Situé en bord de mer, Juhu est un quartier chic de Mumbai. Il n'est pas rare d'y voir circuler les vedettes de cinéma ou les y surprendre dans les restaurants branchés. Au coeur de Juhu, les frères Salim et Sulaiman Merchant ont construit leur studio, ce qui n'est pas le fruit du hasard. On pénètre dans le sous-sol d'un édifice qui n'a l'air de rien et... surprise: star de la musique bollywoodienne au travail.

Directeur musical, réalisateur, compositeur, parolier et chanteur très connu en Inde, Salim Merchant supervise l'enregistrement d'une chanson associée à la trame sonore du film Schakravyu, encore en chantier. Réalisé par Prakash Jha, cinéaste reconnu pour son engagement social, le film porte sur les Naxalites, maquisards indiens d'extrême-gauche.

Salim Merchant y est mis à contribution pour la création de la bande originale. L'équipement dernier cri et les installations n'ont ici strictement rien à envier aux meilleurs studios des grandes capitales de l'Occident.

«L'homme qui a construit notre studio a déjà fait de même à Abbey Road comme pour les musiciens de U2. À la retraite, Andy Monroe ne travaille désormais qu'avec ces musiciens avec qui il fraternise. J'ai eu de la chance, mais il faut dire que notre marché le permet. Après tout, il existe plus de 150 studios d'enregistrement à Mumbai, qui compte plus de 20 millions d'habitants», explique le propriétaire des lieux.

La renommée de Salim Merchant, il faut dire, est tributaire de Bollywood, cette très puissante industrie du cinéma qui domine la culture populaire en Asie méridionale. Puisque le cinéma indien produit surtout des comédies musicales, une armée de musiciens est mise à contribution. Salim Merchant et son frère Sulaiman en sont parmi les plus hauts gradés en plus de briller dans la constellation des pop stars de l'Inde. Juge à la très populaire émission Indian Idol (même concept qu'en Amérique), Salim est une vraie vedette dans ce marché hallucinant.

**Matériel recueilli**
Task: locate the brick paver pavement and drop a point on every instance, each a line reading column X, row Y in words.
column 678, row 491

**Tâches à effectuer**
1 > Indiquez si chacune de ces affirmations concorde avec le texte sur Salim Merchant, en répondant par oui ou par non et en citant textuellement les mots qui tranchent : (a) le studio des frères Merchant se trouve au sous-sol d'un édifice ; (b) le film Schakravyu est déjà terminé ; (c) Mumbai compte moins de 150 studios d'enregistrement.
2 > Reprenez le texte sur Salim Merchant à la suite de sa dernière phrase.
La liste est un matériau à part, sans lien avec le texte sur Salim Merchant.

**Ensemble des réponses**
1 >
(a) Oui : « On pénètre dans le sous-sol d'un édifice qui n'a l'air de rien »
(b) Non : « encore en chantier »
(c) Non : « il existe plus de 150 studios d'enregistrement à Mumbai »

2 >
L'ascension professionnelle des Merchant remonte aux années 90, Salim raconte:

«Mon frère et moi avions entrepris d'enregistrer des musiques folkloriques de différentes parties du pays. Nous avions mixé ces enregistrements aux studios de Peter Gabriel, en Angleterre. C'était trop tôt, j'imagine, car Real World n'avait pas voulu sortir ces chansons. Il faut dire que le label se remettait à peine d'un échec commercial avec la musique indienne - un album du mandoniliste virtuose U. Srinivas.

«Nos chansons ont fini par sortir chez Virgin trois ans plus tard, trois années d'attente où j'ai dû composer des jingles publicitaires. Puis j'ai commencé à créer les musiques instrumentales de films qui ont bien marché, après quoi on m'a en laissé faire les chansons. Des chanteurs indiens m'ont alors approché afin que je réalise leurs tubes, j'ai lancé mes propres chansons avec mon frère et notre carrière a fini par décoller. Nous avons obtenu du succès.»

Au-delà de la pop culture

On aura saisi que le tandem Salim-Sulaiman est archi-connu à travers l'Inde et sa diaspora, le groupe des frangins se produit partout sur terre où il y a des Indiens. Une tournée canadienne est d'ailleurs prévue l'automne prochain.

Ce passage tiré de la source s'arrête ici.